→ Provided material
((

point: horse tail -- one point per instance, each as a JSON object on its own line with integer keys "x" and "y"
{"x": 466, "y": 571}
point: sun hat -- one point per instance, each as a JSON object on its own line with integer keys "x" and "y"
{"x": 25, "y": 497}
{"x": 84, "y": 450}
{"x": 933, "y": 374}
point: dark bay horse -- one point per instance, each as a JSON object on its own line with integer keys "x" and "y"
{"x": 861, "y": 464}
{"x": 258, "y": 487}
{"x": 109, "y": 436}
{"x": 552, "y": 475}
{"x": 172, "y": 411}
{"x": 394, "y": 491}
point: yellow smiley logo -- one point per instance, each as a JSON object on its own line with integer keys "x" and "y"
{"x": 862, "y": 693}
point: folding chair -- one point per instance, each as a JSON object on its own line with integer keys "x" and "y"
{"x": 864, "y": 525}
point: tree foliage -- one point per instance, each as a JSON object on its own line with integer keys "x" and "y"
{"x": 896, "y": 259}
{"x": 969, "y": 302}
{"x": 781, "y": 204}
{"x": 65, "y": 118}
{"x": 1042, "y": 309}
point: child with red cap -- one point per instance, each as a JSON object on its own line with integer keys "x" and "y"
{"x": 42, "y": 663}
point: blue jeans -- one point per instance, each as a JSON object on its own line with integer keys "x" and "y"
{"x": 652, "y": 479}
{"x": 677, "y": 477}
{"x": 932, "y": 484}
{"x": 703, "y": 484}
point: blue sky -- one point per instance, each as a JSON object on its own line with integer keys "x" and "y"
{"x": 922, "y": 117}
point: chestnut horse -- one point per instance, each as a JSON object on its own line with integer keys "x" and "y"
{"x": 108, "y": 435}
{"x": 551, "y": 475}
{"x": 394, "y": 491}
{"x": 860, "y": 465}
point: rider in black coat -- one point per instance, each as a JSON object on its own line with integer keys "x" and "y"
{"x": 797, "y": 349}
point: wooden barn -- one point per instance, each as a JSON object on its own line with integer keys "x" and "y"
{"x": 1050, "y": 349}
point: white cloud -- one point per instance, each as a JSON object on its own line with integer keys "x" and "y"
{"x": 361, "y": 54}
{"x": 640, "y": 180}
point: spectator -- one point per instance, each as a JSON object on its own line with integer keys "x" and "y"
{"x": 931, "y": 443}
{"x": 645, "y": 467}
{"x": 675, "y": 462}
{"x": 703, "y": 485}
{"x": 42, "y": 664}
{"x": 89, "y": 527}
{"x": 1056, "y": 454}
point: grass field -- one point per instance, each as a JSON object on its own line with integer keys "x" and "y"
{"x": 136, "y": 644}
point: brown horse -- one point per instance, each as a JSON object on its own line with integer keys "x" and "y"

))

→ Exercise
Write out the whole listing again, exactly as it stands.

→ Task output
point: horse tail -- one point per instance, each as a JSON object on its own line with integer keys "x" and "y"
{"x": 466, "y": 571}
point: sun hat -- one point per instance, each as a JSON object on its own line with integer keys "x" and "y"
{"x": 25, "y": 497}
{"x": 84, "y": 450}
{"x": 933, "y": 374}
point: dark bay horse -- one point per instance, each as a JSON object on its own line with integer keys "x" and "y"
{"x": 861, "y": 464}
{"x": 258, "y": 487}
{"x": 109, "y": 436}
{"x": 552, "y": 475}
{"x": 172, "y": 411}
{"x": 394, "y": 491}
point: yellow smiley logo -- one point per instance, each as a JSON object on its own line with integer keys "x" and "y"
{"x": 862, "y": 693}
point: folding chair -- one point per instance, each as a JSON object on its own line with integer keys "x" and "y"
{"x": 864, "y": 525}
point: tree foliage -- one point per instance, each as a JSON object on its own line with integer keys "x" and "y"
{"x": 896, "y": 259}
{"x": 969, "y": 302}
{"x": 781, "y": 204}
{"x": 65, "y": 118}
{"x": 1042, "y": 309}
point: child with red cap -- one point per instance, each as a JSON object on its own line with integer keys "x" and "y"
{"x": 42, "y": 663}
point: blue jeans -- one point per instance, each as a JSON object on its own line with integer keys "x" and "y"
{"x": 652, "y": 479}
{"x": 677, "y": 477}
{"x": 932, "y": 484}
{"x": 703, "y": 484}
point: blue sky -- one point per instance, each as a JSON object on its own line with integer keys "x" and "y"
{"x": 922, "y": 117}
point: chestnut horse -- one point per instance, each as a JSON object on its own line with integer keys "x" and "y"
{"x": 108, "y": 435}
{"x": 551, "y": 475}
{"x": 394, "y": 491}
{"x": 860, "y": 465}
point: rider in black coat -- one point per instance, each as a JSON object on its own line with integer keys "x" and "y"
{"x": 797, "y": 349}
point: wooden barn -- one point per instance, each as a JSON object on its own line with integer keys "x" and "y"
{"x": 1050, "y": 349}
point: white cloud -- one point per instance, each as a JSON object on its own line with integer keys "x" and "y"
{"x": 361, "y": 54}
{"x": 640, "y": 180}
point: spectator -- one point per instance, each as a JSON object on its own line with integer keys "x" and "y"
{"x": 931, "y": 443}
{"x": 645, "y": 467}
{"x": 675, "y": 462}
{"x": 703, "y": 485}
{"x": 42, "y": 664}
{"x": 89, "y": 527}
{"x": 1056, "y": 454}
point: grass field -- one point per instance, each as a JSON object on its own line with integer keys "x" and "y"
{"x": 136, "y": 644}
point: brown horse -- one point per instance, each as a JSON object on its own line with integer keys "x" and "y"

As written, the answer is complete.